>> BEGIN STORED ROWS

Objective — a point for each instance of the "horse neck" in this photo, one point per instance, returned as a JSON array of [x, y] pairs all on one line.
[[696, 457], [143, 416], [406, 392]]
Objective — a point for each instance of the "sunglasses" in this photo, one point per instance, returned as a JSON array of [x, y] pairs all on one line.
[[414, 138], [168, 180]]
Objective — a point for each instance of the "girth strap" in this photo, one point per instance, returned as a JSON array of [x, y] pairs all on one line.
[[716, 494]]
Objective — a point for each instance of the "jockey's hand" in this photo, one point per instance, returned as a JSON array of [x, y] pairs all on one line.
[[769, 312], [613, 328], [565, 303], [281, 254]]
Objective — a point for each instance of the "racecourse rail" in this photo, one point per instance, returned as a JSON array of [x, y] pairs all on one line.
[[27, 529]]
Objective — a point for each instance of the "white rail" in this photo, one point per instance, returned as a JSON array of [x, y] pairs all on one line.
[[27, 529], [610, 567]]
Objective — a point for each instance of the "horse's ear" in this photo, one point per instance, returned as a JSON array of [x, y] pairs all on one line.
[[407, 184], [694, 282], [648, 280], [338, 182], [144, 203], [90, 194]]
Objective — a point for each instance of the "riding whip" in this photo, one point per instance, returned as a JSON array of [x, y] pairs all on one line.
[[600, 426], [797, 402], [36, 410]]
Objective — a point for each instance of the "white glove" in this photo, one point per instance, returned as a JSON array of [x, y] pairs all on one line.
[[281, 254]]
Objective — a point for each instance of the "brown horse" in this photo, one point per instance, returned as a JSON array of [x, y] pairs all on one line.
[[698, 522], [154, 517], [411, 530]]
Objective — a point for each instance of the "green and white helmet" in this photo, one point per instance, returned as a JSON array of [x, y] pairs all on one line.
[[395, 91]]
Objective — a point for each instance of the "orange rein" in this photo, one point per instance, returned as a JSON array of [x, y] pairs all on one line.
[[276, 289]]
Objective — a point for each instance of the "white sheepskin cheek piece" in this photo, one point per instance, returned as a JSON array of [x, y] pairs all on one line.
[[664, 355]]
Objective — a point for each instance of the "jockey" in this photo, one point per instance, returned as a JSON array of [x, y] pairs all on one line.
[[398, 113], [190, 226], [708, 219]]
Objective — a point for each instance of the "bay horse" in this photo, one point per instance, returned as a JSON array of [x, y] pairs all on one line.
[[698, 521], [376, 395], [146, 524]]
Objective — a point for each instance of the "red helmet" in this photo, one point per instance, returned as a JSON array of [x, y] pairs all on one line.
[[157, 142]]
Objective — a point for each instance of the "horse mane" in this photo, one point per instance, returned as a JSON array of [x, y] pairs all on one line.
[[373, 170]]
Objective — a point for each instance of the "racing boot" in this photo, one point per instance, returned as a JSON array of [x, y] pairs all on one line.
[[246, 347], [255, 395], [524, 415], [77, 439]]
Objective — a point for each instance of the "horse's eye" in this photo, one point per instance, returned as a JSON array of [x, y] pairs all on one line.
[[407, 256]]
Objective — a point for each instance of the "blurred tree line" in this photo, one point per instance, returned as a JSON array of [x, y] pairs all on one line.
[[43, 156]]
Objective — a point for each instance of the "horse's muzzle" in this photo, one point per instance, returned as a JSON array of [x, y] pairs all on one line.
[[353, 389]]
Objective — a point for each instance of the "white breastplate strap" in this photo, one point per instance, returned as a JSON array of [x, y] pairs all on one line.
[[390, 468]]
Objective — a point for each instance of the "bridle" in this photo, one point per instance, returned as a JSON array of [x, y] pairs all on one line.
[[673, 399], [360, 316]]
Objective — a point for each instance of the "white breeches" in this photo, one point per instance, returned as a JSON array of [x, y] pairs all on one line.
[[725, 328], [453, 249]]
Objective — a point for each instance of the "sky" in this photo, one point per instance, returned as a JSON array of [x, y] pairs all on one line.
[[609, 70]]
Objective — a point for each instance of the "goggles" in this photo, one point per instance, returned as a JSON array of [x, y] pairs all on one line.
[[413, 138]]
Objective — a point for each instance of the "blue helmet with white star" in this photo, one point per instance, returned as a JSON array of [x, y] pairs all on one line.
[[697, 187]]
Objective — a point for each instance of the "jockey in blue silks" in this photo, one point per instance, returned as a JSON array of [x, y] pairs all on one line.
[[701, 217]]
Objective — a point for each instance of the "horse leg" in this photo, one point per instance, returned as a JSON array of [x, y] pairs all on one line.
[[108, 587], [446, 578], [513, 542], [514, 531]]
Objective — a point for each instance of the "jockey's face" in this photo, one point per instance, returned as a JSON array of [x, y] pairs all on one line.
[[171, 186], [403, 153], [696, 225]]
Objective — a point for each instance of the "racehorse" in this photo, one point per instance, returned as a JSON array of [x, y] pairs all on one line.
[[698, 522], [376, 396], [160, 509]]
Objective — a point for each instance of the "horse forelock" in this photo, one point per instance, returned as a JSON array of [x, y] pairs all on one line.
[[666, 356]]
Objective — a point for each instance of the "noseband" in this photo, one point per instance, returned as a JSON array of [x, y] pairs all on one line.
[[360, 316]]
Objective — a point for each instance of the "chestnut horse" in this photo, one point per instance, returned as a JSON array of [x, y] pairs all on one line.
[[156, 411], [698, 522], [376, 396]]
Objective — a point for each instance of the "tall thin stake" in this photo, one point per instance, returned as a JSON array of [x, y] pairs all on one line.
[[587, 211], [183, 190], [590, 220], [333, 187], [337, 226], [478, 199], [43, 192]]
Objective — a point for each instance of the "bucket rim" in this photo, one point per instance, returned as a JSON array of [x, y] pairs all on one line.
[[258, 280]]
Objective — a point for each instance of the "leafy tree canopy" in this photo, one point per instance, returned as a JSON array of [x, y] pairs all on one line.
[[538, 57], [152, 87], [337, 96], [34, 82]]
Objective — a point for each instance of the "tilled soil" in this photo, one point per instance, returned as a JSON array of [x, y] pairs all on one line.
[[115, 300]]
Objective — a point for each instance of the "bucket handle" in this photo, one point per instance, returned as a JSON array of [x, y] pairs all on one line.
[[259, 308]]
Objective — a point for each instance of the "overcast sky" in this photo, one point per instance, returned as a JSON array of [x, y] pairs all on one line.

>> END STORED ROWS

=== SET EXERCISE ===
Write out every line from the records above, word for word.

=== RESPONSE ===
Objective — a point for each instance of the "horse neck" in this photo, one point per instance, returned as a JSON array of [x, y] pairs all on one line.
[[696, 457], [143, 416], [406, 392]]
Objective — a point for each instance of the "sunglasses" in this photo, one point per instance, returned as a JSON array of [x, y] pairs all on one line.
[[414, 138], [168, 180]]
Objective — a point for each instance of the "girth strap" in this photo, one point per instance, returned as a JSON array of [x, y] pairs all on one line.
[[716, 494]]
Objective — a point for each instance of the "jockey's hand" in this photo, one point per instance, returned as a JSON array of [x, y] pairs all on one line.
[[769, 312], [613, 328], [565, 303], [281, 254]]
Objective — a point for each instance of the "racecourse rail" in this photo, one point per instance, returned as a JSON array of [x, y] pairs all on one line.
[[27, 529]]
Objective — a point for each instance of the "white rail" in this photo, one point per instance, returned as a JSON array of [x, y] pairs all on one line.
[[27, 529], [610, 567]]
Objective — a point for each instance of the "horse's ear" in this photo, one point per instance, returned as a JSON array of [x, y] pairs all on one line.
[[407, 184], [694, 282], [648, 280], [338, 182], [144, 203], [90, 194]]
Objective — a point for each instance of the "riding whip" in this photo, one point per instance, returned as a JSON array of [x, y] pairs all on one line.
[[600, 426], [797, 402], [36, 410]]
Objective — a point for each instance of the "white glove" in this photo, one point per instance, returned as a JSON array of [x, y] pairs all on one line.
[[281, 254]]
Objective — a point for each instance of the "brown horse" in this photo, one point per instance, returned as a JSON array of [x, y] pairs all on one line.
[[698, 522], [154, 517], [411, 530]]
Objective — a point for each instance of the "green and white helmet" in this photo, one point per instance, returned as a JSON array of [x, y] pairs all on one line.
[[395, 91]]
Objective — a point for each instance of the "orange rein" in this photo, one point per instance, returned as a JSON array of [x, y] pairs all on one line.
[[276, 289]]
Objective — a point for each instance of the "white sheepskin cheek piece" in this photo, one point per instance, returned as a JSON array of [x, y] pairs all on one line.
[[664, 355]]
Objective — a point for each instance of the "jockey" in this photo, one point per instance, returned as a JSON array of [x, y] pairs all on one line.
[[398, 113], [190, 226], [708, 219]]
Objective — a point for each instance of the "bay horse" in this photo, one point per instance, returned as a JSON array of [x, y] pairs all on one line.
[[698, 521], [376, 395], [146, 524]]
Objective — a point for each instance of the "red helmet" in this photo, one point per instance, returned as a JSON array of [x, y] pairs all on one line.
[[157, 142]]
Objective — a point for each instance of the "horse mane" in this photo, one point per instance, returned as a JSON array of [x, y] pairs all on one line.
[[373, 170]]
Objective — a point for each instance of the "racing boot" in this photo, one point per instance, returned as a JSON array of [x, y] pairs all on one line.
[[246, 347], [255, 395], [524, 415], [77, 439]]
Objective — a point for each instance of the "horse's eye" in this photo, one point per instance, returned as a JSON array of [x, y] pairs all on one line.
[[407, 256]]
Objective — a point for each instance of the "blurred tree line" in this photo, one point per instance, returned as a JSON array of [x, y] pairs all on one line.
[[43, 156]]
Objective — a point for each instance of the "horse's muzzle" in this photo, one point per instance, returned as a JSON array of [x, y] pairs all on one line.
[[353, 389]]
Objective — a point for each instance of the "white breastplate strap" in this photo, one point per instance, returned as a JSON array of [x, y] pairs all on one line.
[[390, 468]]
Objective — a point for each instance of the "bridle" in this photo, one point per instance, returned as a JSON array of [x, y] pairs all on one line.
[[673, 399], [360, 316]]
Objective — a point for each instance of the "white breeches" in this photo, one point per instance, returned as a JSON array of [x, y] pairs all on one line.
[[725, 328], [453, 249]]
Objective — a point for each instance of the "sky" in this photo, one point per instance, returned as a JSON array of [x, y] pairs all on one line.
[[609, 70]]
Objective — a point for each instance of the "goggles" in this photo, one point per instance, returned as a JSON array of [x, y] pairs all on one line.
[[413, 138]]
Objective — a point for each instance of the "blue helmet with white star" in this photo, one point per instance, returned as a JSON array of [x, y] pairs all on one line.
[[697, 187]]
Objective — a point for each instance of the "jockey in blue silks" in this photo, one point per instance, returned as a JSON array of [x, y] pairs all on one line.
[[701, 217]]
Objective — a point for each instance of the "horse leg" in this photo, one point per instance, returned as a JSON array of [x, y] pairs all on one line.
[[108, 587], [446, 578], [513, 542], [514, 531]]
Objective — a point for each instance of the "jockey's face" in this photo, one point per instance, returned as a JSON array of [x, y] pairs all on one line.
[[171, 186], [403, 153], [696, 225]]
Objective — a point for each instance of the "racehorse" in this photo, one point per instance, returned as a JSON array of [x, y] pairs all on one line.
[[698, 522], [376, 396], [160, 509]]
Objective — a point for each instance of the "horse forelock" in this photo, one point per instance, returned as a JSON array of [x, y] pairs all on one line.
[[666, 356]]
Objective — a point for each instance of the "noseband" in this photo, one point per instance, returned as a JSON array of [x, y] pairs all on one line.
[[360, 316]]
Objective — a point for each instance of the "chestnut horse" in this photo, one point per instance, returned as a JSON array of [x, y] pairs all on one line.
[[156, 411], [698, 522], [376, 396]]
Objective — a point for each instance of the "tall thin stake" in this photo, one point per instance, returned as a JSON array of [x, y] pairs all on one line.
[[587, 211], [183, 190], [590, 220], [333, 187], [337, 226], [478, 199], [43, 192]]
Objective — a point for each instance of the "bucket rim" in this photo, one point per instance, returned as a JSON array of [x, y] pairs all on one line.
[[258, 280]]
Objective — a point for each instance of the "leafy tree canopy" in this photo, one point per instance, returned as a JSON array of [x, y] pairs all on one line.
[[538, 57], [152, 87], [337, 96], [34, 82]]
Objective — a point for each instance of the "tilled soil" in this photo, one point per instance, returned as a JSON array of [x, y] pairs all on one line.
[[115, 300]]
Objective — a point for each instance of the "bucket handle" in this photo, one point per instance, returned as a JSON array of [x, y] pairs all on one line.
[[259, 308]]
Objective — a point for each instance of the "overcast sky" in this photo, one point per instance, returned as a JSON array of [x, y] pairs all on one line.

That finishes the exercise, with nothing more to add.